OBJECTIVE
Retype the tail of the data exactly, starting at the line containing "Thanks for the photo. Could you please mark the bird's open" and stopping at the last line.

DATA
——

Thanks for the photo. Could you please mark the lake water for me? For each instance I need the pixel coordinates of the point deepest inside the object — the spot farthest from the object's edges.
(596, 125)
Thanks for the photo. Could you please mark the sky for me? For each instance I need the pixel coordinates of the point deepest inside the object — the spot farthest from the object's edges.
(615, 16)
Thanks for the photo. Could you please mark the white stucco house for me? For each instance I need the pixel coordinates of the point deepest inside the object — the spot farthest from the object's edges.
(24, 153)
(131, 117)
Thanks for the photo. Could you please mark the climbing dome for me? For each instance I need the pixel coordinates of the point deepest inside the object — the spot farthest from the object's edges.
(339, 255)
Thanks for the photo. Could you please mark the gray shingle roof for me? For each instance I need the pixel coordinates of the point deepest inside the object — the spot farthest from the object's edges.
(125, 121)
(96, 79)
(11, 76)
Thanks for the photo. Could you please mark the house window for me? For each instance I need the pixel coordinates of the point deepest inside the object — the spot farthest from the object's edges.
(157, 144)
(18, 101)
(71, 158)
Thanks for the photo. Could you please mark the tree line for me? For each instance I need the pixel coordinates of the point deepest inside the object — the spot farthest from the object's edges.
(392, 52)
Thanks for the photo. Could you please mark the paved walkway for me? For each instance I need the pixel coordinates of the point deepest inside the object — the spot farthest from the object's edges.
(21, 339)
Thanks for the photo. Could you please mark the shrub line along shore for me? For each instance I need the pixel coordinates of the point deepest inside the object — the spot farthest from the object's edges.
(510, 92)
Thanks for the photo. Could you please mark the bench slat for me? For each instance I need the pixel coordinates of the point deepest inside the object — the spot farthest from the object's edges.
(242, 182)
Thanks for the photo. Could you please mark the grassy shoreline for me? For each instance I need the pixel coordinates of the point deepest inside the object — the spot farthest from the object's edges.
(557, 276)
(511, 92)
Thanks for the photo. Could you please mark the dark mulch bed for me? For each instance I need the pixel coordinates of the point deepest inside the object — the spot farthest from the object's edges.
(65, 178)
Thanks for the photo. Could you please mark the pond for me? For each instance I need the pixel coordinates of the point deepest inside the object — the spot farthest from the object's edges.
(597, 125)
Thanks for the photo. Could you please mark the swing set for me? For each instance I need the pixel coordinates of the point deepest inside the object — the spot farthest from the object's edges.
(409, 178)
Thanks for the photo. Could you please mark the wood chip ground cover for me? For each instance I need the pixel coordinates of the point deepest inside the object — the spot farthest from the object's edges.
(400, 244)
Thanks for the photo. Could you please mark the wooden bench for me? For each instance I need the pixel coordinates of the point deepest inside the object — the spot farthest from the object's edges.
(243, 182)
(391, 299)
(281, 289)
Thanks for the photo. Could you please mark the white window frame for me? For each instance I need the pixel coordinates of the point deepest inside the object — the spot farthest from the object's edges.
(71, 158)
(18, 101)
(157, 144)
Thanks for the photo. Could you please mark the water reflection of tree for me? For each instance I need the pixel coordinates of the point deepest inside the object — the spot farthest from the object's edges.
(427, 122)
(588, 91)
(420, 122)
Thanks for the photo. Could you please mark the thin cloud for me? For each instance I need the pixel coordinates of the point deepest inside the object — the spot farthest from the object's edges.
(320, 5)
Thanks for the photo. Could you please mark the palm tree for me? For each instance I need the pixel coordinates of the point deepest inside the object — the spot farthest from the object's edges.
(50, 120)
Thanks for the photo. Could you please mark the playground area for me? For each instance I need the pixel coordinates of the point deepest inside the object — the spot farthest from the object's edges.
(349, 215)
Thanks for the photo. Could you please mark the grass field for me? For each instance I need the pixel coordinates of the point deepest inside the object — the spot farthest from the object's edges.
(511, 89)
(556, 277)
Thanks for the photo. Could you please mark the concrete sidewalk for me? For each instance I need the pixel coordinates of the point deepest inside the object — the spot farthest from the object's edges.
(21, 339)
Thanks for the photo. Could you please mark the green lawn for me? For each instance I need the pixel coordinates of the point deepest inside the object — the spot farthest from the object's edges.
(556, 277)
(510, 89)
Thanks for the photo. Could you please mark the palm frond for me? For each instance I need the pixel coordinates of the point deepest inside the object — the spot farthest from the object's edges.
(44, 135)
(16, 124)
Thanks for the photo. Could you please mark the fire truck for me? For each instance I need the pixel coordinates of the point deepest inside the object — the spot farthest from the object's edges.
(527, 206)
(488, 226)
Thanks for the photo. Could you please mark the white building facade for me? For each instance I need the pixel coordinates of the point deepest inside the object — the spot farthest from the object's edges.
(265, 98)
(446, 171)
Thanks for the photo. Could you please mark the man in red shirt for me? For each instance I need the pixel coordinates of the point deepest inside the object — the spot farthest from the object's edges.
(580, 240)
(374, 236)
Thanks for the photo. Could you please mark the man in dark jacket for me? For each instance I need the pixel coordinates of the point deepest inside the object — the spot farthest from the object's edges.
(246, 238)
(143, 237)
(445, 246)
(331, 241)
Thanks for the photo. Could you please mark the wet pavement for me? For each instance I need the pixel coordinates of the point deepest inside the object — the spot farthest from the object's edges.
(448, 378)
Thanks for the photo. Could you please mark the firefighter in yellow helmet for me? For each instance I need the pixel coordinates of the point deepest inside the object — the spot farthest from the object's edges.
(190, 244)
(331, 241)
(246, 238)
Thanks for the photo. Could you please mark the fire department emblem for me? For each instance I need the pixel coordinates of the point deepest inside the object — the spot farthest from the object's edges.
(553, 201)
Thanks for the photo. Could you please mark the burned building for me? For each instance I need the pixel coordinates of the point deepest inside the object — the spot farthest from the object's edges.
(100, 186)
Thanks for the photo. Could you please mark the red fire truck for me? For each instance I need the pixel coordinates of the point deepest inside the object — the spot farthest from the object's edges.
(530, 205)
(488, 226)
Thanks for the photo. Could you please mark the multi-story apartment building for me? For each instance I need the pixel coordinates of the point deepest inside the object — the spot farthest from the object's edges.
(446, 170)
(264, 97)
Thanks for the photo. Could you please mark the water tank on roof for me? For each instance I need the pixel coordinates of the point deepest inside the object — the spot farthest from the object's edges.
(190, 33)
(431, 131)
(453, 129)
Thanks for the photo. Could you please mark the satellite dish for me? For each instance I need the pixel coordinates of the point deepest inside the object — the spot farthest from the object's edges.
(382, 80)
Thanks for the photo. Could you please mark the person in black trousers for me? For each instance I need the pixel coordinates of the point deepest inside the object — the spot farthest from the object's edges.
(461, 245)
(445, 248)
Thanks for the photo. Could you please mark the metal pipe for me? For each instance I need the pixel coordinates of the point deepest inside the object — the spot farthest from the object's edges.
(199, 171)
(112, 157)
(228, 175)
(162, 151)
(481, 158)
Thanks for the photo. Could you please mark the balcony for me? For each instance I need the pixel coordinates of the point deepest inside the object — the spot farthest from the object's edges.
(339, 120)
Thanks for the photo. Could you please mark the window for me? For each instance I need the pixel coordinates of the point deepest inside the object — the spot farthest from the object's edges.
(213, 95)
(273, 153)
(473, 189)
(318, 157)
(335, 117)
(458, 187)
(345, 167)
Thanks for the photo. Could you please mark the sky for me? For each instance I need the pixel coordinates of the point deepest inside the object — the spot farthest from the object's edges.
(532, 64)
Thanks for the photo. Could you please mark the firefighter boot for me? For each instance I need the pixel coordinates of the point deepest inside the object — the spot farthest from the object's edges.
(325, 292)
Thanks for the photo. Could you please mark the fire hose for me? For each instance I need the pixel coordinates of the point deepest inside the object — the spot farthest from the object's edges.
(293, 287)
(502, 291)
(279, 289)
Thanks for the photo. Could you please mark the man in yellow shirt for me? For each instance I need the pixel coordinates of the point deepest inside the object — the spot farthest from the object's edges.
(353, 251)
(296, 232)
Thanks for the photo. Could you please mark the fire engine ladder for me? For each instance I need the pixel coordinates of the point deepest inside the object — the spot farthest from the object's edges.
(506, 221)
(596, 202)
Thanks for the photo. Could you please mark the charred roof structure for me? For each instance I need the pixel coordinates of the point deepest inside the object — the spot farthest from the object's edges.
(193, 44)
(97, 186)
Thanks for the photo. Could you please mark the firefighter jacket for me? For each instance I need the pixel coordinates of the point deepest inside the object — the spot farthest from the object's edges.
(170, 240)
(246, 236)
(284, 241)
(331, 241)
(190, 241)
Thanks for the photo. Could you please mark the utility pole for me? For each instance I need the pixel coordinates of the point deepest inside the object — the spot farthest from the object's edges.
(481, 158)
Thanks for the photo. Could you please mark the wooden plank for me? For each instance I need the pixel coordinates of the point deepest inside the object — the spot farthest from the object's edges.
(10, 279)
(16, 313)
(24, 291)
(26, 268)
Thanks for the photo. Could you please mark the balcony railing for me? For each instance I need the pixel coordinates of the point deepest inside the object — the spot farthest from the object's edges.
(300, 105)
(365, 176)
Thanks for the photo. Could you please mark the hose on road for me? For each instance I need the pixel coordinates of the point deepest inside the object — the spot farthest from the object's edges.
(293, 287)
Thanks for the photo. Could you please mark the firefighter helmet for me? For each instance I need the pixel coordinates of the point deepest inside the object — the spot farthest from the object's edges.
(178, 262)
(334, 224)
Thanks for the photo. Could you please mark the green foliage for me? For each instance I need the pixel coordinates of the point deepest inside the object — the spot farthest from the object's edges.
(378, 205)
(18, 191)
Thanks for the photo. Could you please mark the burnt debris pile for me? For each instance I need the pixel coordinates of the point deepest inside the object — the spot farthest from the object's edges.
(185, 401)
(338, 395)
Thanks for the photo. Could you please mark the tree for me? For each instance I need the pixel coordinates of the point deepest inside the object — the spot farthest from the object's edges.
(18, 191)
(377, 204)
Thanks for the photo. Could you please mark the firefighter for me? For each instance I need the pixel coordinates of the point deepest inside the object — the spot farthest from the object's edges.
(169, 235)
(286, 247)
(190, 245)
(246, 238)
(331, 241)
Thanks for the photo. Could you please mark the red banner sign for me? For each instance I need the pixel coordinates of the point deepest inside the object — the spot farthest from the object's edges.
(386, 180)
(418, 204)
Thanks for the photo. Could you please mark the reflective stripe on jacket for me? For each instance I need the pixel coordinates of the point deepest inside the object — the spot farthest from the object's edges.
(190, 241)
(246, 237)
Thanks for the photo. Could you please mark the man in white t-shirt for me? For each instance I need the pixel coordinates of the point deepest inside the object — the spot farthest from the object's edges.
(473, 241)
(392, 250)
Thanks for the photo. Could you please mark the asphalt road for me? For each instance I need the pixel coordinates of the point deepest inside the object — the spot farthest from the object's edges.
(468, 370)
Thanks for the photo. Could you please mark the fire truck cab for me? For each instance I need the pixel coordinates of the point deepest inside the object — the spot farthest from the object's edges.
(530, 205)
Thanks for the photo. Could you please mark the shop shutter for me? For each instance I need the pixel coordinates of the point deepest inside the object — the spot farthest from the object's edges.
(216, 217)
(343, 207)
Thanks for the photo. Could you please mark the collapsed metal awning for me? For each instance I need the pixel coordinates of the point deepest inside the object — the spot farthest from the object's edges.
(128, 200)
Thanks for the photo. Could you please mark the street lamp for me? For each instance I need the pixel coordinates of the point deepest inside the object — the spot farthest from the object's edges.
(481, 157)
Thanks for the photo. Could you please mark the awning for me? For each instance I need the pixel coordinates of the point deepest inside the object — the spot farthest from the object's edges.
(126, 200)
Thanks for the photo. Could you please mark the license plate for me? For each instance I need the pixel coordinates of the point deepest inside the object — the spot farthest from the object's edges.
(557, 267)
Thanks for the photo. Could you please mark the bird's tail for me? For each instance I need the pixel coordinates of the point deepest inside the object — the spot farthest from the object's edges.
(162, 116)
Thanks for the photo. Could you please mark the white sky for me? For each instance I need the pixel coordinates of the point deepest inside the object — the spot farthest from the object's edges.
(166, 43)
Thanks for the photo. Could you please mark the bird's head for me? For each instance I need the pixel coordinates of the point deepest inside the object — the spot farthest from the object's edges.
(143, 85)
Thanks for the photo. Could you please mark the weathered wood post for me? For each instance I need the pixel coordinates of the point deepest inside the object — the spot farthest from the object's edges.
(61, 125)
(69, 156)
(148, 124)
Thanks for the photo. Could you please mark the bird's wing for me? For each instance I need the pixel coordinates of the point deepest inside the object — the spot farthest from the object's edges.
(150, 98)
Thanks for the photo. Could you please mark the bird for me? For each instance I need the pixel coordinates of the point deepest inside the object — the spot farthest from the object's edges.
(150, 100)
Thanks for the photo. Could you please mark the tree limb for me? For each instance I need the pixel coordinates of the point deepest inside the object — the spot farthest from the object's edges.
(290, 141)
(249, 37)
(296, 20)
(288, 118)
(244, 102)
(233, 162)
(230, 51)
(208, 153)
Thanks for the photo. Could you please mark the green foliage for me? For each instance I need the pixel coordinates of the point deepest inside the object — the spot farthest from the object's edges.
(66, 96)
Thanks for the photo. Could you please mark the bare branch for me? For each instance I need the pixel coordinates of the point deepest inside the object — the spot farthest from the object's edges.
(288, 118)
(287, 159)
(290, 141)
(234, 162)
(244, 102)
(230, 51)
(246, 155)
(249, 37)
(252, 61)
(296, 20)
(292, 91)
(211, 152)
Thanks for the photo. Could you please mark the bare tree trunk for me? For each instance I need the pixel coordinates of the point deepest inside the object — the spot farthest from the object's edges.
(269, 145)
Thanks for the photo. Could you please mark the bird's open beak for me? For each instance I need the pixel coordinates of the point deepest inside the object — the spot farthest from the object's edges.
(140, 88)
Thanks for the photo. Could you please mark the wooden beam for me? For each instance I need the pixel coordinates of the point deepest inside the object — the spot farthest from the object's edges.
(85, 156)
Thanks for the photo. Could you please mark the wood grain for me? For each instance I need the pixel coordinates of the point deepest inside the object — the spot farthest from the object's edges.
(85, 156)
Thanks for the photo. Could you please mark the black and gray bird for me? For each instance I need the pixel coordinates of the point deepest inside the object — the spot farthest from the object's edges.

——

OUTPUT
Thanks for the photo. Could you please mark the bird's open beak for me? For each instance I need the pixel coordinates of the point deepest inside the object — the spot farthest from the object's edges.
(140, 88)
Thanks for the photo. Could you please mark the wooden beam for me? For each instance I need the pixel coordinates of the point deepest inside the object — the spot farthest from the object's edges.
(85, 156)
Thanks for the photo. Could you please mark the wood grain for me? For each instance I need the pixel coordinates of the point deepest inside the object — the spot farthest from the object's edges.
(85, 156)
Thanks for the photo. Could you please mark the black and gray bird for me? For each instance I need the pixel coordinates of the point deepest inside the object — the spot farthest from the object's edges.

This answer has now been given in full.